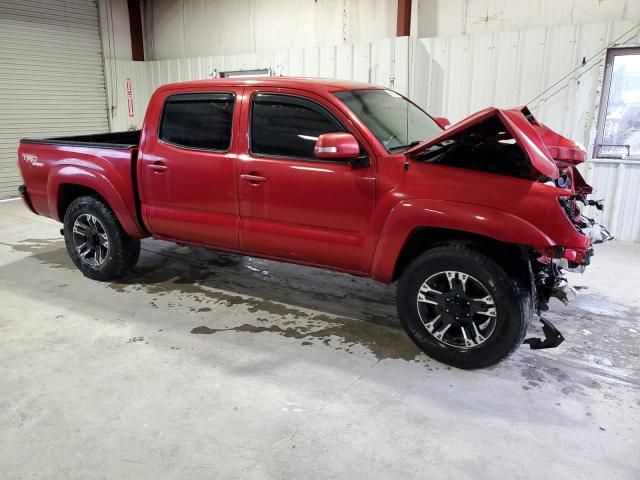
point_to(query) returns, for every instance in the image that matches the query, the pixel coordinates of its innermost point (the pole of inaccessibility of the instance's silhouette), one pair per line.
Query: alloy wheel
(90, 240)
(457, 309)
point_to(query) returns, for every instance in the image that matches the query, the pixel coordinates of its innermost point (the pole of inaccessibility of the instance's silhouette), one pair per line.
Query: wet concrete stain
(382, 342)
(213, 278)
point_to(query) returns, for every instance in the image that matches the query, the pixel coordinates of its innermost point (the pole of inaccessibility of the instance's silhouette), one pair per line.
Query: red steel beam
(135, 28)
(404, 18)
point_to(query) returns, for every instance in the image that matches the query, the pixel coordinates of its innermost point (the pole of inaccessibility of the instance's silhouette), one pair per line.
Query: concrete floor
(205, 365)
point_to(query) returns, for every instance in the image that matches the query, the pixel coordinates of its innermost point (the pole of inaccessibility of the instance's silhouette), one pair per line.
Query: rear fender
(73, 175)
(408, 215)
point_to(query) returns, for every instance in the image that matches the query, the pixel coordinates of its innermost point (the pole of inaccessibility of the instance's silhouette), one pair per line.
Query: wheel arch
(414, 226)
(70, 183)
(513, 258)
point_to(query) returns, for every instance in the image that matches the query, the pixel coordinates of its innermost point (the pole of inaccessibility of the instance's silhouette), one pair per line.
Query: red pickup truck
(475, 222)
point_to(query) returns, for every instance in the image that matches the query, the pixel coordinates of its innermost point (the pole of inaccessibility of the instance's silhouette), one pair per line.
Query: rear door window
(198, 120)
(288, 126)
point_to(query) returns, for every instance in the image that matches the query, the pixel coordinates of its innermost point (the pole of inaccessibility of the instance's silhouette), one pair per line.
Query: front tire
(461, 308)
(96, 242)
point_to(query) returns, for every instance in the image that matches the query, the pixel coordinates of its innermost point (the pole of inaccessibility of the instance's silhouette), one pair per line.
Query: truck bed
(127, 139)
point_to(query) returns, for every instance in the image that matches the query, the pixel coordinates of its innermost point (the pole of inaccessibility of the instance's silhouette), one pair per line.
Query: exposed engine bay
(486, 146)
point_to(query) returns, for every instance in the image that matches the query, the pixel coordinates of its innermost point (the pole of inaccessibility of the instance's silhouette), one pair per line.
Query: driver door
(293, 205)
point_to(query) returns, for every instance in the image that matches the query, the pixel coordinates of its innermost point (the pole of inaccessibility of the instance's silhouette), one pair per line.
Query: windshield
(396, 122)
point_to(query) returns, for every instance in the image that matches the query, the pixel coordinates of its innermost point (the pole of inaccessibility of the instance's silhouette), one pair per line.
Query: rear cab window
(288, 126)
(199, 121)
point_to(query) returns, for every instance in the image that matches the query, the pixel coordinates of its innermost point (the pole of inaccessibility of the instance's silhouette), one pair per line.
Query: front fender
(408, 215)
(73, 175)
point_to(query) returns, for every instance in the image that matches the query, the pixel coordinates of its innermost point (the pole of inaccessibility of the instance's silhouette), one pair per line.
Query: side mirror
(336, 146)
(442, 121)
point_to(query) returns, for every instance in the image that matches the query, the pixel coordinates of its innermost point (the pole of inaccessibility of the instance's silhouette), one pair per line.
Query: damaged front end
(513, 143)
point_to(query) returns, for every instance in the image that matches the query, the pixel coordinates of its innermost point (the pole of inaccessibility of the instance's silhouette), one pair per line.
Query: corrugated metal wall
(450, 77)
(51, 75)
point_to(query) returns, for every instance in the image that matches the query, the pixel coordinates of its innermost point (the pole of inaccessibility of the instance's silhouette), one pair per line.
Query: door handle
(158, 167)
(253, 179)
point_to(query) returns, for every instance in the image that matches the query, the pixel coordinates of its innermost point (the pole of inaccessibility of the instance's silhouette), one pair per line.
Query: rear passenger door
+--
• _Exercise_: Please output all of the entries exactly as they appear, with no pictures.

• _Written solution_:
point_to(query) returns, for every instance in the image that matches the query, the pixel coordinates of its innermost point (the pole of inaccessibility of the instance's silhouette), one pair per line.
Query: alloy wheel
(90, 240)
(457, 309)
point_to(query) returns, for every instance in the image that matches the query, the pixel coordinates of its innermost point (the pole of inaccessibility of the instance's silhouette), one pair per line.
Query: wet concrete stain
(382, 342)
(213, 278)
point_to(query) returns, for every instance in the image that matches the query, the pixel coordinates of its innermost point (the pole of inaccessibility of the instance's silhouette), one pair per line.
Query: red steel beam
(135, 28)
(404, 18)
point_to(query) returns, for every instance in the image that matches the query, the pixel coordinates of its innermost point (the pole of inaccessibility of the instance's silhouette), one pair per line.
Query: concrete floor
(205, 365)
point_to(query) returns, for every instance in the image that matches the query, the pixel coordinates of its innermost point (the pole of inaccessibility of the instance's silhouette), one pair per line.
Query: rear fender
(73, 175)
(408, 215)
point_to(query) returns, for every instance in the image that matches the query, the pixel coordinates of its innermost point (the pole of inaccessibility of the instance's silhouette), one pair per line.
Query: wheel arch
(414, 226)
(70, 183)
(513, 258)
point_to(query) returns, for every instance in the image that matches the query, the pixel coordinates of its innermost point (the pole of inaccessibility of the instance's silhouette), one pair per line.
Query: red pickup truck
(475, 222)
point_to(query) returns, for every instance in the image that matches the query, the pixel coordinates of its innermost point (the pole of inaccessibility of the instance's silhouette), one pair per line.
Query: rear door window
(198, 120)
(288, 126)
point_to(query) returns, for every instance in the image that matches the query, the pixel coordinates of its innermost point (the pole of inaccessibility of the instance's silhouette), one pair per line.
Query: front tire
(461, 308)
(96, 242)
point_to(query) returns, for every instance in the image that matches the query, the pixel coordinates of its innermost point (the pole of inaccessibility of the instance's silhouette), one pair per line.
Query: truck bed
(127, 139)
point_to(query) returns, for every instance in the image that matches the query, the pixel coordinates of its innermost point (the pole of inaccessibility of the instance's silhouette), one pair per line.
Query: exposed engine bay
(486, 146)
point_to(query) returns, for every instance in the image that matches the query, the pixel coordinates of its innermost point (the pole of inaccessibility of the instance's silhouette), one pair per line.
Query: driver door
(293, 205)
point_to(query) returns, for every instance in the image that matches the query, the pixel coordinates of its innermost point (the pole of inaccessibility of the instance's silhouette), one pair per line.
Query: windshield
(396, 122)
point_to(query) returns, for every instance in the image that matches the query, the pixel coordinates of its innermost point (the pole of inaccessibility of the instance's silhouette), one pair per line.
Query: rear cab window
(288, 126)
(199, 121)
point_to(query) returns, for every instance in the image that matches the query, the pixel coordinates of its innermost point (the pole of inaccessibility of the instance's silhouette), one pair per line.
Query: front fender
(408, 215)
(73, 175)
point_to(query) returns, for every instance in the image that matches the query, the pixel coordinates of its innermost point (the pole of inaccessibility of the instance's silhouette), one pair per line.
Query: side mirror
(336, 146)
(442, 121)
point_to(query) returns, for every instance in the image that matches the query, the pixel coordinates of its innermost point (the pole of inaccessibility of the instance's silhouette), one pair per line.
Query: damaged front end
(513, 143)
point_to(query) returns, for every instance in the image that matches the query, the pixel coordinates of its innermost point (the pole of inaccessibility of the instance's silhouette), one pair per line.
Query: corrugated metal wall
(450, 77)
(51, 75)
point_to(query) returns, for every instance in the image that matches the query, the pixel coordinates of its innermost point (the pole of inaccessibility of the instance's silhouette), one pair per line.
Query: door handle
(158, 167)
(253, 179)
point_to(query) returns, for every instance in the image that matches the query, the pixel coordinates of its innermost point (the pole of inaccessibility of the instance's silhouette), one pair per line.
Query: rear passenger door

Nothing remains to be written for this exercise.